> [Problem description]
Copy nothing from the entries below except the lines from the one containing "In this photo, point at the distant" through the one containing "In this photo, point at the green copper", and copy those exactly.

BEGIN Data in this exercise

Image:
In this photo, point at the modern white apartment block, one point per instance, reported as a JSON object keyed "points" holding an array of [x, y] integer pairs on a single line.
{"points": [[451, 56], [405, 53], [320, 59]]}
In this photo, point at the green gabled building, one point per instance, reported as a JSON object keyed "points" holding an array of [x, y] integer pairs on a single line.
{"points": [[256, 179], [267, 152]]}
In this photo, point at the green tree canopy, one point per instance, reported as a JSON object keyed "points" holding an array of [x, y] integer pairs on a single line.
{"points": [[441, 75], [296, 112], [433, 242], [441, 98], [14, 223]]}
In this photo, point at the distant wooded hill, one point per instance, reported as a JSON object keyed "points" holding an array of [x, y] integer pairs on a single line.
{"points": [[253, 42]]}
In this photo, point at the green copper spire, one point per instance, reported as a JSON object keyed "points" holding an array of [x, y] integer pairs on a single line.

END Data in this exercise
BEGIN Data in this exercise

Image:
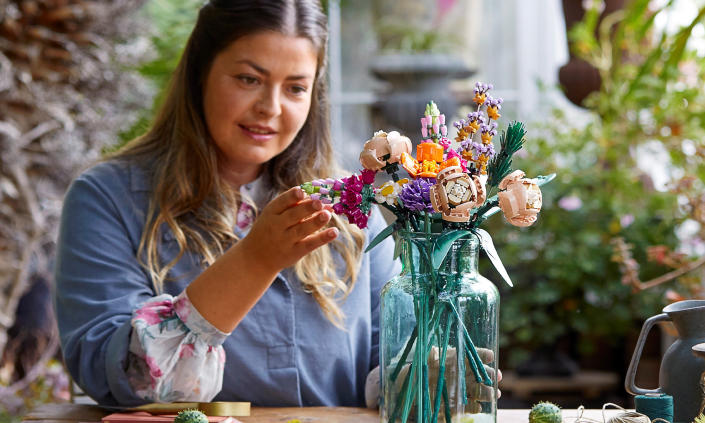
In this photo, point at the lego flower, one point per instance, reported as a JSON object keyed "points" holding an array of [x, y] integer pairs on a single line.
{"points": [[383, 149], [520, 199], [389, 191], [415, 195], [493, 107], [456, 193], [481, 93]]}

END Data in this exercise
BEGIN Data in this exercise

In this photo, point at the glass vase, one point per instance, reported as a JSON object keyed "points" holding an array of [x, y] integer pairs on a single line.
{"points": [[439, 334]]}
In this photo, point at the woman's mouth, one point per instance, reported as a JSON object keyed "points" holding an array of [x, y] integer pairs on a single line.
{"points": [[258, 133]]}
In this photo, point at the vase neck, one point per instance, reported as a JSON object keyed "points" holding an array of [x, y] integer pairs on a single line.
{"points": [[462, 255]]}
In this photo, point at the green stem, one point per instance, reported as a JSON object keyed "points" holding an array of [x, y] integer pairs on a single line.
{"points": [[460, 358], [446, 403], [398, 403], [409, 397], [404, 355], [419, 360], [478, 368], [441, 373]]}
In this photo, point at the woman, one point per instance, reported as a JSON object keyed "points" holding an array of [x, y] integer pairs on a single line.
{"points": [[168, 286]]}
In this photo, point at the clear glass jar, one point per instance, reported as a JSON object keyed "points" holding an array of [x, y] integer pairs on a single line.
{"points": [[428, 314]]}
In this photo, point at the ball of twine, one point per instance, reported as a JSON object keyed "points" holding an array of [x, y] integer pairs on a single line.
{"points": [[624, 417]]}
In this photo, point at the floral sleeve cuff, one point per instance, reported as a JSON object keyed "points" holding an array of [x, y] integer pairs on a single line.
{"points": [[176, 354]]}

END Data in this exercise

> [Answer space]
In this photo, point at the distant wooded hill, one point per instance, reported as a JSON object keyed "points" holding an array of [x, y] integer pairs on a single line.
{"points": [[253, 42]]}
In this photo, point at the green copper spire, one point per instance, reported as a JSON object keyed "points" holding an array of [x, y] integer pairs on a single line.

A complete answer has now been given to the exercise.